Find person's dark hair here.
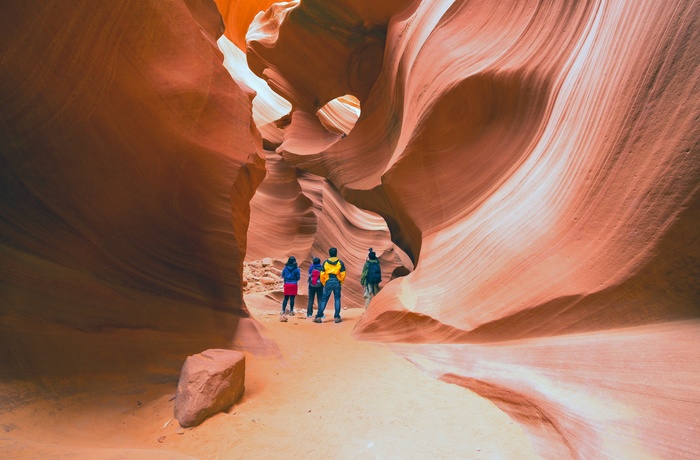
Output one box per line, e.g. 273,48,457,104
286,256,297,267
329,247,337,257
368,251,377,260
313,257,321,265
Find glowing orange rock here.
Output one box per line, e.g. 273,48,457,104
0,0,268,382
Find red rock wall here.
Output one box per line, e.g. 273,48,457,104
245,150,408,308
0,0,268,385
1,0,698,455
243,0,700,457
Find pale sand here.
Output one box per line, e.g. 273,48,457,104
0,293,540,459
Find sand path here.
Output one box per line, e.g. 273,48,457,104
0,293,539,459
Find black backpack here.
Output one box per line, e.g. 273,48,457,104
367,262,382,284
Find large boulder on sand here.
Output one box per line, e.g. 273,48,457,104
174,349,246,428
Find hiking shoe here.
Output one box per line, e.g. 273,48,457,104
289,311,295,316
335,318,342,323
313,318,322,323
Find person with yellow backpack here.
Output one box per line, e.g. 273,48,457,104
313,247,346,323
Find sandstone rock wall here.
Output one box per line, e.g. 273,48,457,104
0,0,267,384
1,0,698,456
243,0,700,457
244,150,409,307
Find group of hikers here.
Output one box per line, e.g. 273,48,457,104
279,247,382,323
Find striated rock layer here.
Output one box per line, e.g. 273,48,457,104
1,0,698,457
217,24,409,308
244,150,410,308
244,0,700,458
0,0,269,387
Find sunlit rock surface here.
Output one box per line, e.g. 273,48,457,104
316,95,361,135
214,0,279,50
217,29,407,308
0,0,270,386
245,0,700,457
218,34,291,148
1,0,698,457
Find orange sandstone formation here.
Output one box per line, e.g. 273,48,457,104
244,0,700,458
243,150,408,308
0,0,698,458
0,0,268,384
215,0,279,50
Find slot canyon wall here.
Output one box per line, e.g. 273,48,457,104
0,0,697,459
216,18,411,307
241,0,700,458
0,0,271,388
242,150,410,307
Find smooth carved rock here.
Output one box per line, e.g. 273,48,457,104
236,149,409,307
241,0,700,458
0,0,269,383
0,0,697,458
174,349,246,428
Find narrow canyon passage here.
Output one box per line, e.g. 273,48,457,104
1,0,698,458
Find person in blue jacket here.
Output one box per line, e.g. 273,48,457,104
281,256,300,318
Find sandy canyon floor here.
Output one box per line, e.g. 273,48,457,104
0,293,540,459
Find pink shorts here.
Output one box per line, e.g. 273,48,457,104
283,283,298,296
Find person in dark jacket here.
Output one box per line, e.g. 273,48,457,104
360,248,382,310
281,256,300,318
314,247,346,323
307,257,323,318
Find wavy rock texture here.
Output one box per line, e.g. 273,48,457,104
316,95,362,135
217,31,408,307
244,150,408,307
0,0,270,386
214,0,279,50
245,0,700,458
218,34,291,147
1,0,698,457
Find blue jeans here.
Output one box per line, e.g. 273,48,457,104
307,285,323,316
316,278,342,319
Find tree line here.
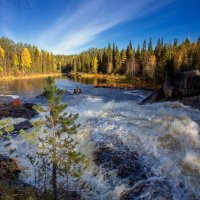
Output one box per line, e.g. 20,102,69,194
0,37,64,76
1,36,200,83
63,37,200,83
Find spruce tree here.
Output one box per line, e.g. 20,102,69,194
148,37,153,54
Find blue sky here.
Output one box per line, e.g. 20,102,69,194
0,0,199,54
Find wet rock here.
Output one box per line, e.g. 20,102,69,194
93,141,151,186
141,70,200,105
13,120,33,132
0,102,38,119
63,191,81,200
0,95,15,104
120,178,173,200
1,120,33,136
180,95,200,110
0,154,21,180
163,81,174,99
74,87,82,94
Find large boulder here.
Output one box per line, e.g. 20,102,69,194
0,102,38,119
141,70,200,104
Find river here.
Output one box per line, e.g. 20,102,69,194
0,75,200,200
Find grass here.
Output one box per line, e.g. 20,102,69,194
0,73,63,81
72,73,161,90
0,181,39,200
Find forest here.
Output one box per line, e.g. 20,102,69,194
63,37,200,83
0,36,200,83
0,37,63,76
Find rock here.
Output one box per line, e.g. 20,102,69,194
0,95,15,104
163,81,174,99
1,120,33,136
0,102,38,119
0,154,21,180
63,191,81,200
140,91,159,104
74,87,82,94
141,70,200,104
180,95,200,110
93,140,151,186
120,178,173,200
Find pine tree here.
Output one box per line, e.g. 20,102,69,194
148,37,153,54
173,39,178,48
107,43,113,74
20,78,86,199
120,49,127,74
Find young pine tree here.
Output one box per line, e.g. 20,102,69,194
20,77,86,200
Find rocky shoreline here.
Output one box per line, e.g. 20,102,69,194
141,70,200,110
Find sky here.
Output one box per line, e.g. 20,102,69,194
0,0,199,55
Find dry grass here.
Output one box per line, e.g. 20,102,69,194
71,73,160,90
0,73,63,81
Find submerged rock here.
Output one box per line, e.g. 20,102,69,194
120,178,173,200
93,139,151,186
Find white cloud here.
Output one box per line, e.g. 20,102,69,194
25,0,176,54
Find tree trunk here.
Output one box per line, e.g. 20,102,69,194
51,114,58,200
52,160,57,200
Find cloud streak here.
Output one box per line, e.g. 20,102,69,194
1,0,175,54
40,0,171,54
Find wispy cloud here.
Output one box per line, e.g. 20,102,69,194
1,0,174,54
37,0,173,54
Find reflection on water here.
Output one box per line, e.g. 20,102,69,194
68,75,107,85
0,78,47,97
0,75,107,98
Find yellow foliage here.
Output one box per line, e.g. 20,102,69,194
21,48,32,68
143,54,157,81
93,57,98,73
0,66,4,73
0,46,5,58
12,54,19,66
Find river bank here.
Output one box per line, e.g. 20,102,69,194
70,73,161,91
0,73,63,81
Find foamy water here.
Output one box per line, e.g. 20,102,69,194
0,77,200,199
69,96,200,199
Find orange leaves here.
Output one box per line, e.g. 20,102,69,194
12,99,23,107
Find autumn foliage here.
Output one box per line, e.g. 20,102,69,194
12,99,23,107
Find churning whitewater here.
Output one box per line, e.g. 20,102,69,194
0,77,200,199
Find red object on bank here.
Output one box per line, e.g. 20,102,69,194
12,99,23,107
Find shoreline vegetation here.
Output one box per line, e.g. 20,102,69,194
0,73,63,81
70,72,161,90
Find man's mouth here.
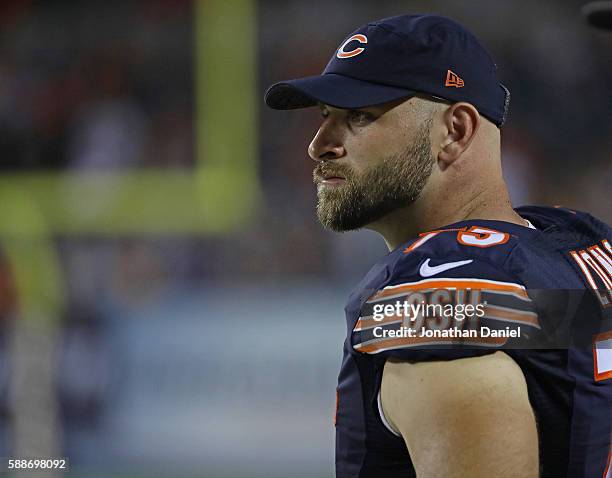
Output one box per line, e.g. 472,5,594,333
320,175,346,185
315,169,348,186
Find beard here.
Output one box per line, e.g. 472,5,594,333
313,121,434,232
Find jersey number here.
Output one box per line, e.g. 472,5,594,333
404,226,510,254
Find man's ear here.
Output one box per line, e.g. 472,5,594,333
438,102,480,168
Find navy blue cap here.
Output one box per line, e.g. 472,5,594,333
265,14,510,127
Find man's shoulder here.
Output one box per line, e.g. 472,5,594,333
351,205,611,305
388,220,526,284
385,205,612,286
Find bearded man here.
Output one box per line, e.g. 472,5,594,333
265,14,612,478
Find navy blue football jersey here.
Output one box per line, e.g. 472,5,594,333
335,206,612,478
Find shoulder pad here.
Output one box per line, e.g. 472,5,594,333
392,224,521,279
351,255,539,361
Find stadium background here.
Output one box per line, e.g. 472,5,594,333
0,0,610,477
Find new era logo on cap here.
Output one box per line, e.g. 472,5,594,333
445,69,464,88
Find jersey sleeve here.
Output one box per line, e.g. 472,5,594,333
350,257,542,362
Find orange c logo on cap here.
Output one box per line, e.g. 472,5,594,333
337,34,368,59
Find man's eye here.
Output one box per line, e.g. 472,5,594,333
348,110,373,125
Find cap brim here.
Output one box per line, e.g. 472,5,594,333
583,1,612,30
264,73,417,110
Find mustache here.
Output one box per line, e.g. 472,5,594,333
313,163,353,182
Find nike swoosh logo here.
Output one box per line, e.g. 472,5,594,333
419,258,473,277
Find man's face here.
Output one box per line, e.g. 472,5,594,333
309,98,435,232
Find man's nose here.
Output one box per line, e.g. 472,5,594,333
308,123,346,162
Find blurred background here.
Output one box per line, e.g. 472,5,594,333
0,0,610,476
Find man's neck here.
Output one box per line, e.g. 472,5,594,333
369,184,526,251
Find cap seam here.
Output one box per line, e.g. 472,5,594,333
370,21,470,44
369,22,497,71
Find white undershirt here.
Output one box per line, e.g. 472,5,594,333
524,219,536,230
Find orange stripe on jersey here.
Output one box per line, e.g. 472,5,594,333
570,250,599,290
402,227,467,254
603,448,611,478
581,249,612,290
588,245,612,275
368,278,529,302
483,304,540,328
403,232,438,254
354,314,405,331
354,334,507,354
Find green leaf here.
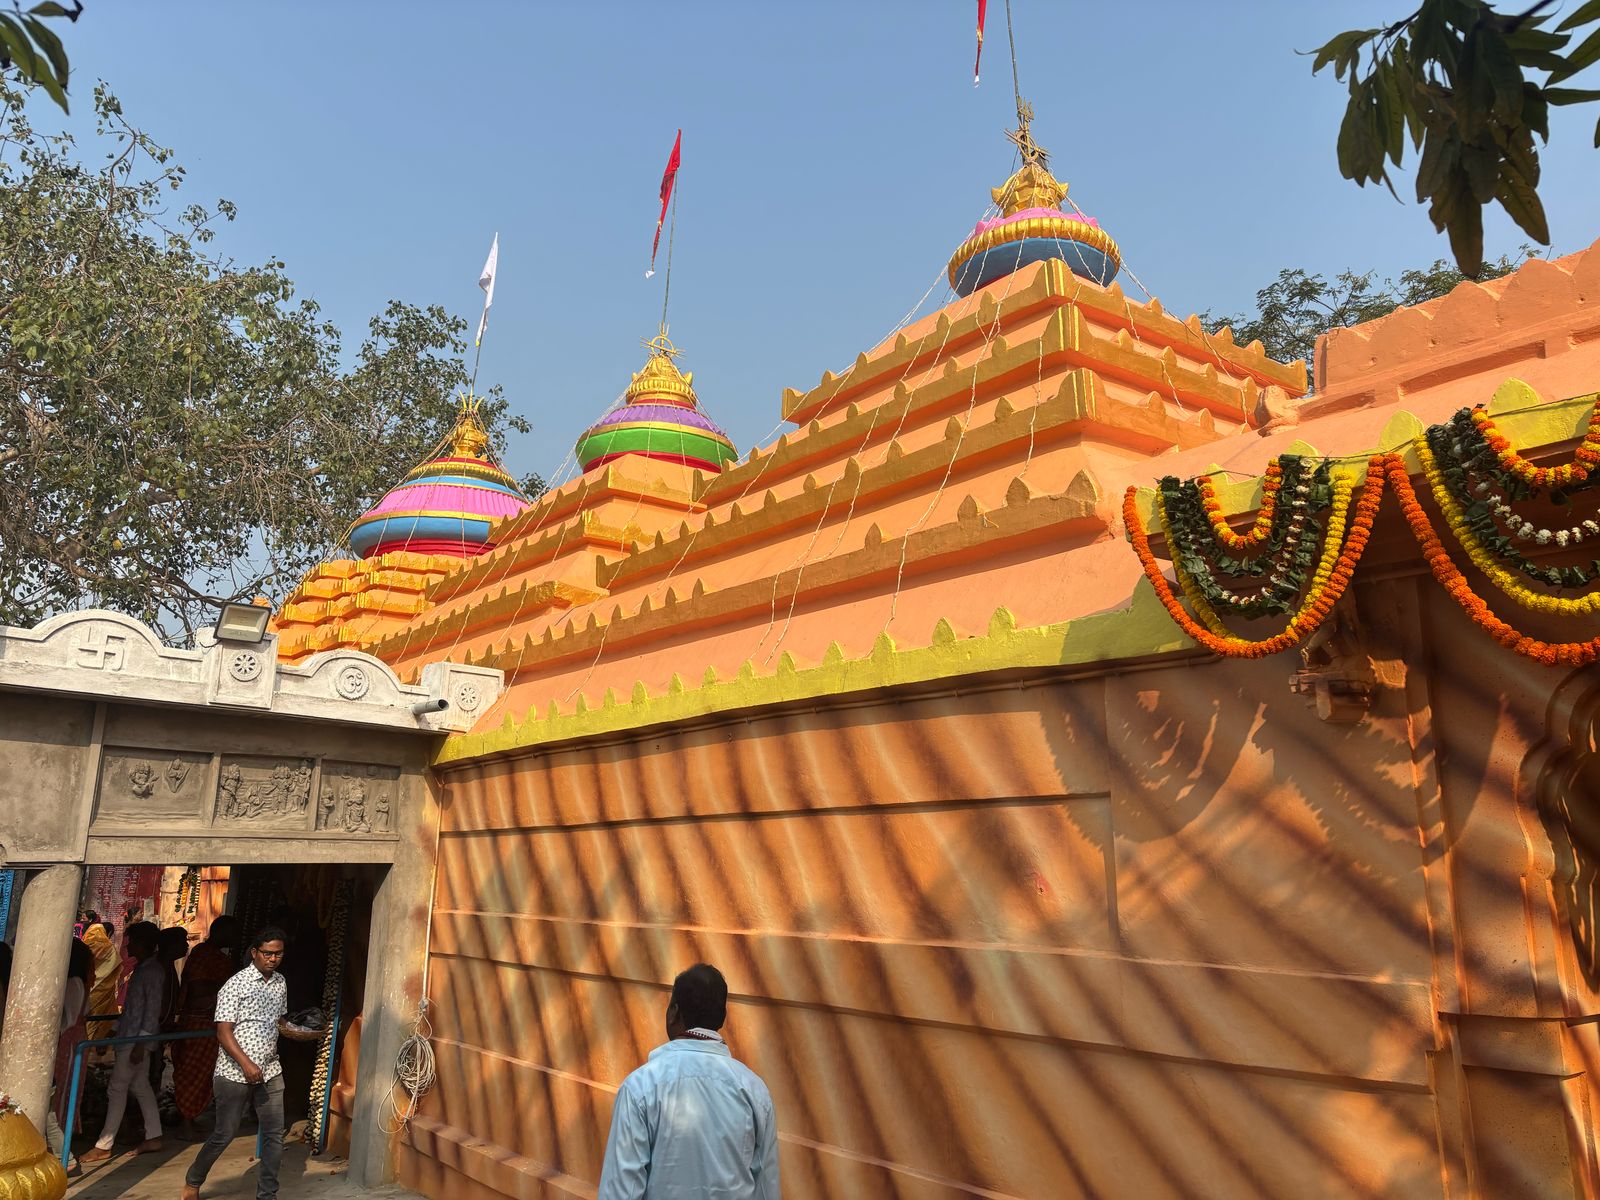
★ ★ ★
→ The task: Find every line in the records above that holds the word "river", and copy each one.

→ Response to this task:
Find river here.
Find river bank here.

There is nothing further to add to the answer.